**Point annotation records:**
* Start *

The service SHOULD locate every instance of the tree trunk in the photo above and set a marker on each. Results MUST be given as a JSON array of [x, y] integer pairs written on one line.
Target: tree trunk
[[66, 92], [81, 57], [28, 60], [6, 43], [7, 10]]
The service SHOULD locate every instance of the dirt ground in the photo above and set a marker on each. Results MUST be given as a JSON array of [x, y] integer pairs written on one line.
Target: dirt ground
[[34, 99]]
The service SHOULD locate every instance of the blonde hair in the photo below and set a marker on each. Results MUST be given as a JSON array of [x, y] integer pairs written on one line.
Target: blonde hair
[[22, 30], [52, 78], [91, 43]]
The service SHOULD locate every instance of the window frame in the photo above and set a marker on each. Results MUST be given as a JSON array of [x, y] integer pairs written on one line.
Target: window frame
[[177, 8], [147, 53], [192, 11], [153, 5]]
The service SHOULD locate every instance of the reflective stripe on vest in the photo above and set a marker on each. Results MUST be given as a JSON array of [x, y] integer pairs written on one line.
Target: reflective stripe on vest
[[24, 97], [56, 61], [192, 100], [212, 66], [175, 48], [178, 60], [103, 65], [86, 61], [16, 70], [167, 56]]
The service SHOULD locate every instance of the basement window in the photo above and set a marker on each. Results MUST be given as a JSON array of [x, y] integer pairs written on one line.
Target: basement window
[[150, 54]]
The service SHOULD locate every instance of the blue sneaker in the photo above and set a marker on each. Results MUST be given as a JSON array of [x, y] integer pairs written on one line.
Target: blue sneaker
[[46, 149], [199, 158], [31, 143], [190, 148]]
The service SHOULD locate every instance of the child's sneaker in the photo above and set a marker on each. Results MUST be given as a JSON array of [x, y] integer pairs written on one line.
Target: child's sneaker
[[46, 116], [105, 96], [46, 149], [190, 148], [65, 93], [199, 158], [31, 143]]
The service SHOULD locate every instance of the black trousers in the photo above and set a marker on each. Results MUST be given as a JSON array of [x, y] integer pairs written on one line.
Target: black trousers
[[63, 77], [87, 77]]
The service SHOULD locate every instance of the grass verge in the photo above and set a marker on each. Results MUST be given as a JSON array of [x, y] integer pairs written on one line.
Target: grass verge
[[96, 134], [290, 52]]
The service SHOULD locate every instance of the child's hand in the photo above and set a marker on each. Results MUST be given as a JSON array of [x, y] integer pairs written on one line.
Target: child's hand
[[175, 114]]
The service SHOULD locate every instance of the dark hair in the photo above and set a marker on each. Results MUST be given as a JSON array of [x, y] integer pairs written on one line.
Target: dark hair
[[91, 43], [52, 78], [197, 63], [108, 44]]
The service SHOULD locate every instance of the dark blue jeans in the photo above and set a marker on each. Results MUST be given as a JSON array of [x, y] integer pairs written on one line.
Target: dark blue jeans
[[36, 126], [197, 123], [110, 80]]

* End *

**TASK TO COMPLETE:** Write out every line of the records above, word for word and in the same order.

**FULL ANSWER:**
The service SHOULD locate every instance of the tree trunk in the photo above and set a marker on each. Results MUST be given as a JSON array of [x, y] integer pairs written on one line.
Target: tree trunk
[[66, 92], [81, 57], [28, 60], [6, 43], [7, 10]]
The service SHOULD locate every instance of the dirt ground in the photo above and set a marker on each. Results MUST be given as a JSON array of [x, y] integer pairs written on one line.
Target: dirt ground
[[34, 99]]
The service SHOULD locate every instance of the blonde hair in the photo below and set a marker on each. Results MUST be given as a JSON array of [x, y] integer pairs written on one line.
Target: blonde hair
[[22, 30], [52, 78], [91, 43]]
The service SHOULD locate every instance of the window frame in the photo above and set a marker on each. Results MUST be given as a JSON array of [x, y] integer pairs written on one line.
Target: window frame
[[177, 8], [147, 53], [192, 11], [153, 5]]
The service SHOULD locate every instance of the reflective stripe on vest in the photo above and set a marker on each. Results MUST be given as a JSON array of [x, y] integer pairs written on one line.
Target: reflective stripe on vest
[[24, 97], [56, 61], [192, 100], [212, 66], [175, 48], [178, 60], [103, 65], [86, 61], [16, 70], [167, 56]]
The service SHOULD locate every instance of the basement window in the photo above and set a marker on each. Results MUST be given as a JSON array of [x, y] integer pairs written on one line.
Target: basement window
[[150, 54]]
The service SHOULD locate every instance of the blue sneaker in the photo above and set a marker on each. Results MUST be given as a JSON array of [x, y] integer pairs written on one line.
Target: blue sneaker
[[46, 149], [199, 158], [31, 143], [190, 148]]
The service SHOULD locate every instance of the child's sneaker in the photo above and set a marker on each. Results MUST be given as a JSON array of [x, y] integer pairs written on one line.
Target: child's sneaker
[[46, 116], [105, 96], [46, 149], [190, 148], [65, 93], [199, 158], [31, 143]]
The service SHOULD locate every instance of the black trousers in the photo above and set a marker on each. Results MUST be given as a JSON array of [x, y] integer pairs written on one line.
Target: black trousers
[[63, 77], [87, 77]]
The service SHOULD locate every instance of the grass verge in the photo above and set a marker on each. Results MUST be given as a JSON array of [x, y] integer pairs written on one line.
Target: grass verge
[[96, 134], [290, 52]]
The service SHOULD locate every instance of the child's hand in the photo above and set a marker on each. Results MUST be given as a JSON array of [x, y] integer pairs written on one line.
Target: child's hand
[[175, 114]]
The service SHOULD locate every instance of the dark hair in the photo above and set a marker on each. Results MUST be given as a JSON array of [x, y] integer pairs written on one line.
Target: dark hair
[[91, 43], [52, 78], [197, 63], [108, 44]]
The service SHOULD locate every instance of the dark blue jeans in the photo above and set a marker on each. Results MUST be given as a JSON array of [x, y] integer pairs written on one line.
Target: dark blue jeans
[[36, 126], [197, 123], [110, 80]]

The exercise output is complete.